WHAT YOU NEED TO DO:
Repeat exactly the lines from the line containing "like [866, 556]." to the last line of the listing, including both.

AVAILABLE DATA:
:::::

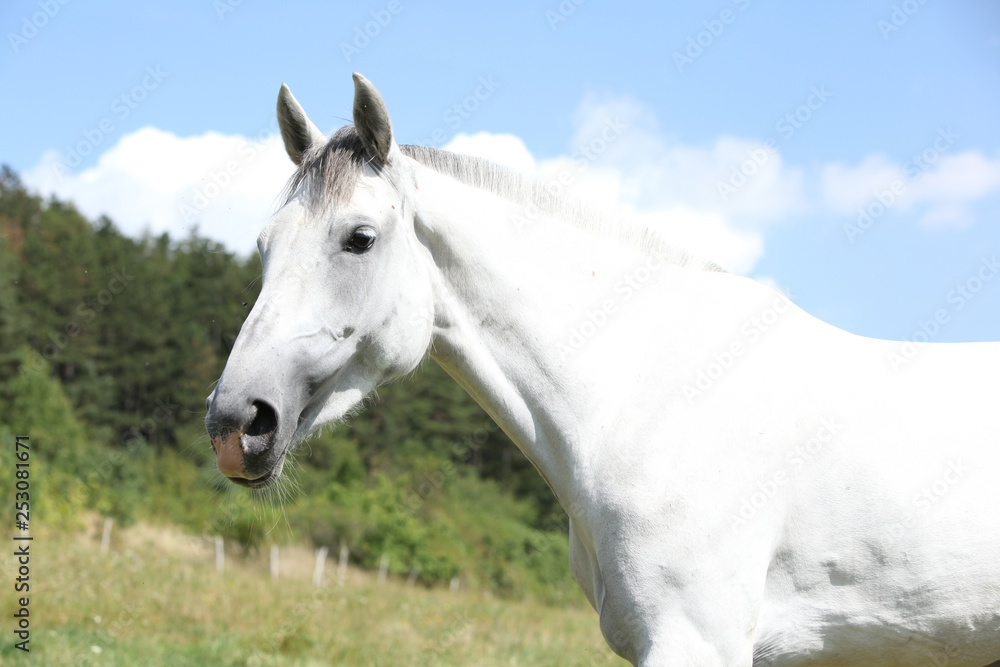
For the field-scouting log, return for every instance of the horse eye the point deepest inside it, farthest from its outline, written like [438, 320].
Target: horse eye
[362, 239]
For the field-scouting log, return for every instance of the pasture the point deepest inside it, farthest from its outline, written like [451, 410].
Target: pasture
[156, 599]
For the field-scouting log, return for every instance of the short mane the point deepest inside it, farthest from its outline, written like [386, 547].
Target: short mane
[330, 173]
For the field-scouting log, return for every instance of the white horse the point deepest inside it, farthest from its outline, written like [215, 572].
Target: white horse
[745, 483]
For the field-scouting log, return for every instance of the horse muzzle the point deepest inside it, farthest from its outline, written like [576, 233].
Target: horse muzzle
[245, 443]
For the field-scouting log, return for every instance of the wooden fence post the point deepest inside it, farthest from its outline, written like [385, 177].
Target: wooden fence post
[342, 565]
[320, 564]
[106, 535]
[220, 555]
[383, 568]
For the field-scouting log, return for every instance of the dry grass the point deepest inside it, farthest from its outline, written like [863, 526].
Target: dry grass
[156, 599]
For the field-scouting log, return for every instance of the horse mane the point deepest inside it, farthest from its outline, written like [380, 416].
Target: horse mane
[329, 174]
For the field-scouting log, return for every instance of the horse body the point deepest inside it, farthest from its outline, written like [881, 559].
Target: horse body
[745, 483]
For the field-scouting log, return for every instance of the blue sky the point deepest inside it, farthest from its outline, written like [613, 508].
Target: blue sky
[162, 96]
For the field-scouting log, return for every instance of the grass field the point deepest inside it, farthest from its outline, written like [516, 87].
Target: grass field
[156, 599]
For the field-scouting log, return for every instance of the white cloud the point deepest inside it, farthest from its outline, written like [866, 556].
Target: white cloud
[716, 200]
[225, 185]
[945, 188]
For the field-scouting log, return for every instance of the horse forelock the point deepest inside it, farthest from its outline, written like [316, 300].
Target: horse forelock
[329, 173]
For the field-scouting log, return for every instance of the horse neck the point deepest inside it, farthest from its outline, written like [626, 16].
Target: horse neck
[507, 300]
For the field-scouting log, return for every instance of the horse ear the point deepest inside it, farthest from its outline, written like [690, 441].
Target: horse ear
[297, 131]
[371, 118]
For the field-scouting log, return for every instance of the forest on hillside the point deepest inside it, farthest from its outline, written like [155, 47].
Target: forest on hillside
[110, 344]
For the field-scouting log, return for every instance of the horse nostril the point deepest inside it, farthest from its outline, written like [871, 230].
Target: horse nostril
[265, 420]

:::::

TASK RESPONSE:
For the field-scouting log, return for every instance of the white cloud the point deepest inside it, farthest from its outline, written like [866, 556].
Target: white cloud
[716, 200]
[225, 185]
[945, 188]
For the field-scouting log, return for every instance of the horse forelock the point deepest inside it, farthest from its outline, written like [316, 300].
Target: horse forelock
[329, 173]
For the field-scouting log, return for every instance of the horse neck the point deepest inside it, farthest from its outline, written like [626, 16].
Target: horse neck
[507, 300]
For the field-scouting log, return for every instance of the horse ear the point deepest inside it, farthest from its outline, written like [690, 441].
Target: horse ear
[297, 131]
[371, 118]
For the field-scouting log, return for every instance of the forest on hillside the point deepest inside it, farthest from its outline, written like [155, 47].
Target: forest on hillside
[110, 344]
For the field-scouting log, return for every instance of the horse nostril the point deepest inside it, farthest from its outline, written like [871, 230].
Target: horse nostril
[265, 420]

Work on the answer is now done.